▸ Task requirements: Copy the rows from the line with "object_query: roadside grass" up to and including the last line of the rows, requests and all, adding 22 to every coordinate value in the answers.

▸ Data excerpts:
[start]
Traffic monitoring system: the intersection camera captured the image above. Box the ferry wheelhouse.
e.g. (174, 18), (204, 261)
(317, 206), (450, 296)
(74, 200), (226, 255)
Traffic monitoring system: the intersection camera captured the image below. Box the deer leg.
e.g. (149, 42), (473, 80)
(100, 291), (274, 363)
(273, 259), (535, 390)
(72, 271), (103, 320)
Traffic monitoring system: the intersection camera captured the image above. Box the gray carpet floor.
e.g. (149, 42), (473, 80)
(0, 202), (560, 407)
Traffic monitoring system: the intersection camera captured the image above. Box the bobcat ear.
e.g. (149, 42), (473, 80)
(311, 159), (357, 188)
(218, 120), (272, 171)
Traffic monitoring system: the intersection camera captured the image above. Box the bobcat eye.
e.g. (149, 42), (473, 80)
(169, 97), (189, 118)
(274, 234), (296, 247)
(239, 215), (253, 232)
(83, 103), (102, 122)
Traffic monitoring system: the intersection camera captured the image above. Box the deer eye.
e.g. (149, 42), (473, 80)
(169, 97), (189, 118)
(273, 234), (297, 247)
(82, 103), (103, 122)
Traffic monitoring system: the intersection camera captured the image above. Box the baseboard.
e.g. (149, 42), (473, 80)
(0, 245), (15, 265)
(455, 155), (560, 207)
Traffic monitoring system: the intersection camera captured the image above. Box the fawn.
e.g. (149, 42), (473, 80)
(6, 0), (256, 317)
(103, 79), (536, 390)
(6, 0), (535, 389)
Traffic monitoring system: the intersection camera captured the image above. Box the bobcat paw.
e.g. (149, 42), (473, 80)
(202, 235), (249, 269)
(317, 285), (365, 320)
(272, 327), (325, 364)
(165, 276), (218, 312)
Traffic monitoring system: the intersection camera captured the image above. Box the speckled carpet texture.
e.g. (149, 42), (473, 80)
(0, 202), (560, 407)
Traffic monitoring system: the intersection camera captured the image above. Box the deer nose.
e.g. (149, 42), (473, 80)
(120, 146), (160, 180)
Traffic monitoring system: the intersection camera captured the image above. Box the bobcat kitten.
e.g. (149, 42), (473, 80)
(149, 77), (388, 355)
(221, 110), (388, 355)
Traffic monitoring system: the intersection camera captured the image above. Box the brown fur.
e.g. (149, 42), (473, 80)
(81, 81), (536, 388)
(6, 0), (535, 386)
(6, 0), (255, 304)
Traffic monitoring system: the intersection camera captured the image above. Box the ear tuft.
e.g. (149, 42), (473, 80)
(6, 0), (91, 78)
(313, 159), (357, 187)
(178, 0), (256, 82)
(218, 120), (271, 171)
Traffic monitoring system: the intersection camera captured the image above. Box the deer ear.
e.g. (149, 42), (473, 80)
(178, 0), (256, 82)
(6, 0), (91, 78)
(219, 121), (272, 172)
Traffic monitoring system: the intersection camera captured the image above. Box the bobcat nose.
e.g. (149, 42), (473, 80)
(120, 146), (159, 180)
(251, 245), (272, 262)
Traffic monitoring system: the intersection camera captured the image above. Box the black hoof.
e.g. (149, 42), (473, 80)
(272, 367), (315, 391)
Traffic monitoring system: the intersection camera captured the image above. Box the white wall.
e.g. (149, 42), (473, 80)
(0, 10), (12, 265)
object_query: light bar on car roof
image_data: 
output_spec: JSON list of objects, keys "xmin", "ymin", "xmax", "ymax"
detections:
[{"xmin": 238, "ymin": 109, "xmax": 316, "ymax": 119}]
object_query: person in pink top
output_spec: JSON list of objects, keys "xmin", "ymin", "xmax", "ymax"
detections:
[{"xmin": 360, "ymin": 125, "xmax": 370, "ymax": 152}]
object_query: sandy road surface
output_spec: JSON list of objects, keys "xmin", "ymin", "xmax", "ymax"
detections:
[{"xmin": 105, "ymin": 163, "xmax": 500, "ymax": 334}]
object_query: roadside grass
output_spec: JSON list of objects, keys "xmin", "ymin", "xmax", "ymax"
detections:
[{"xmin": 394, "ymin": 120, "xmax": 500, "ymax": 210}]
[end]
▸ Output below:
object_query: roadside grass
output_spec: JSON list of objects, keys "xmin", "ymin", "xmax", "ymax"
detections:
[{"xmin": 416, "ymin": 142, "xmax": 522, "ymax": 232}]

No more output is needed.